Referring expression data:
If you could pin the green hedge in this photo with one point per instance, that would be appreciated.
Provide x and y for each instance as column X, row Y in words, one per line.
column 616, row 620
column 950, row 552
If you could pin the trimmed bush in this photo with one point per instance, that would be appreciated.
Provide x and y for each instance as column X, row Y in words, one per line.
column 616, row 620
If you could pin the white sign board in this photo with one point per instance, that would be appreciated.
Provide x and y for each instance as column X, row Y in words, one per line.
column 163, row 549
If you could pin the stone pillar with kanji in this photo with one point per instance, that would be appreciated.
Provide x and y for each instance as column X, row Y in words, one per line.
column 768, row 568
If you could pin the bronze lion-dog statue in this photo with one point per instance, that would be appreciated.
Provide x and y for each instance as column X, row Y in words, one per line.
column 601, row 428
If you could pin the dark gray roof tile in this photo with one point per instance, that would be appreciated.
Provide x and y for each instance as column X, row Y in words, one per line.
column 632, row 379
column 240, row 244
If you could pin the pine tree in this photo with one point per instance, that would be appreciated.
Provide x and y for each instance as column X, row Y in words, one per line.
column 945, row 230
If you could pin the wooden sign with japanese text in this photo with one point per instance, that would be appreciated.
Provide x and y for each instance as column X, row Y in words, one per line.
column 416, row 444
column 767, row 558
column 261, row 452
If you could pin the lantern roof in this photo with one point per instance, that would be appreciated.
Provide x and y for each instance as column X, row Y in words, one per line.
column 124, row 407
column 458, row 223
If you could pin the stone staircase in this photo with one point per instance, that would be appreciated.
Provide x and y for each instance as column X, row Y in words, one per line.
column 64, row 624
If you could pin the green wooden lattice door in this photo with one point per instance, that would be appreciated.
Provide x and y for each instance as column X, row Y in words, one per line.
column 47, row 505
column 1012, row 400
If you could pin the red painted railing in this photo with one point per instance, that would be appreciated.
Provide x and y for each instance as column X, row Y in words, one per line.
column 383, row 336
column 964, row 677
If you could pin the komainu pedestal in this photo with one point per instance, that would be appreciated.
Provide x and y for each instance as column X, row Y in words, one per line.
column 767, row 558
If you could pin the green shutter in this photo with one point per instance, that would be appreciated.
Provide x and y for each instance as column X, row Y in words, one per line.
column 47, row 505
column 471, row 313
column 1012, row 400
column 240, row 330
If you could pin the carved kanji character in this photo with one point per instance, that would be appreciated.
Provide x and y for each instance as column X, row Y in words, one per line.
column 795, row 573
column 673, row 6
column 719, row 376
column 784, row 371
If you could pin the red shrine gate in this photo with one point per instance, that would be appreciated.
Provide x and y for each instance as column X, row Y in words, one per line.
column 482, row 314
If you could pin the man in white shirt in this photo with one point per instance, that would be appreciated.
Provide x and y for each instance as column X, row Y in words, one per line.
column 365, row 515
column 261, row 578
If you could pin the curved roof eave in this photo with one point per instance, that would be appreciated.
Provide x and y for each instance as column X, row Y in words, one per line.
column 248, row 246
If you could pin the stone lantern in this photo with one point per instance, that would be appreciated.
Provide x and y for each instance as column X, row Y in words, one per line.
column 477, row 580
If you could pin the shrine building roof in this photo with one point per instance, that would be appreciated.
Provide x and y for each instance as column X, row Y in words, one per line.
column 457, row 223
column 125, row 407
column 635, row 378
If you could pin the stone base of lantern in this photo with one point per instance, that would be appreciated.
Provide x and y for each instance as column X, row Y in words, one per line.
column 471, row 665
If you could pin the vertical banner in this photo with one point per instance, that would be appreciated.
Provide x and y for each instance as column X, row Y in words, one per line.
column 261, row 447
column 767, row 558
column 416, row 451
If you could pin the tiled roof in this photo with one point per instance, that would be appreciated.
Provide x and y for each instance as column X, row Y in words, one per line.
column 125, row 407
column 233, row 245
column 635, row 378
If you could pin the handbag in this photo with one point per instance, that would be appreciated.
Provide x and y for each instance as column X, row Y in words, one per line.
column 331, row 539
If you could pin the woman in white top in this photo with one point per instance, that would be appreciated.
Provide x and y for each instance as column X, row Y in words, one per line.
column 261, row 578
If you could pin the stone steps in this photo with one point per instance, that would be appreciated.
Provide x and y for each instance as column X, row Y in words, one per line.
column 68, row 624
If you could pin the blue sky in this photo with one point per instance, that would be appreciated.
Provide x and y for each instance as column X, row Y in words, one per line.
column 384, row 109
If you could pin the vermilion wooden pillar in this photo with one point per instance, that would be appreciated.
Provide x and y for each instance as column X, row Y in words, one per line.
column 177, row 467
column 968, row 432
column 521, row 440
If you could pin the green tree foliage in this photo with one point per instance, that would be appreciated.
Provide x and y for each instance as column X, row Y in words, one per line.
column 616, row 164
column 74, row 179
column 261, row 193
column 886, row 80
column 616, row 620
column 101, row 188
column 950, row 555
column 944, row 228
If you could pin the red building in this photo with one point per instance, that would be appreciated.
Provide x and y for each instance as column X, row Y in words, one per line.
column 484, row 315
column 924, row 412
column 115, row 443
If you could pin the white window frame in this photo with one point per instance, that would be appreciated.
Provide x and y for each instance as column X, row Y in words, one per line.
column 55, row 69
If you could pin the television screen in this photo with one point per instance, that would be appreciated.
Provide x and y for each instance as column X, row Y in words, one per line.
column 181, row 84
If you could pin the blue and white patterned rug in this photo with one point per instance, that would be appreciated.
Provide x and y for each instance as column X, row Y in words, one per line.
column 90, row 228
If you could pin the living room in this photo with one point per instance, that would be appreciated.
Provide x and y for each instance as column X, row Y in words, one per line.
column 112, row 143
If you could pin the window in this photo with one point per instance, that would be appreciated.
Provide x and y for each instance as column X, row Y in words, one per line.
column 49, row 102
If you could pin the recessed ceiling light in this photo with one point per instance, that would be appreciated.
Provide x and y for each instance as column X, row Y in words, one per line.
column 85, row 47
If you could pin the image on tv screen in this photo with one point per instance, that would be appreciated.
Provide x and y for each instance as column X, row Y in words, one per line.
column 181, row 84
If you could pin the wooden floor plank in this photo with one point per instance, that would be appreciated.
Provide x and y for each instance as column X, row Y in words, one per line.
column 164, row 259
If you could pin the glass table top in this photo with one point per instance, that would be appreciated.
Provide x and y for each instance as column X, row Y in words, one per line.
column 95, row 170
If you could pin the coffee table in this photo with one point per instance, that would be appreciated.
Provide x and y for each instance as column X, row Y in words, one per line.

*ASSIGNED TASK*: Could you restate, word for word, the lines above from the one with "If you could pin the stone base" to the one with "If you could pin the woman", both included?

*EXERCISE RESPONSE*:
If you could pin the stone base of lantern in this photo with one point per instance, that would be appreciated.
Provide x and y for each instance as column X, row Y in words, one per line.
column 471, row 665
If you could pin the vertical banner in this photo with one point per instance, that would be appreciated.
Provide x and y for each instance as column X, row Y in words, one per line.
column 261, row 447
column 767, row 558
column 416, row 451
If you could pin the tiled roof in this photo with one point per instance, that would be appreciated.
Provide x and y for each instance as column X, row Y in words, one per line.
column 125, row 407
column 233, row 245
column 635, row 378
If you could pin the handbag in this photo with one point per instance, that would be appreciated.
Provide x and y for each instance as column X, row Y in words, one per line.
column 331, row 539
If you could pin the woman in white top in this photo with one point per instance, that would be appreciated.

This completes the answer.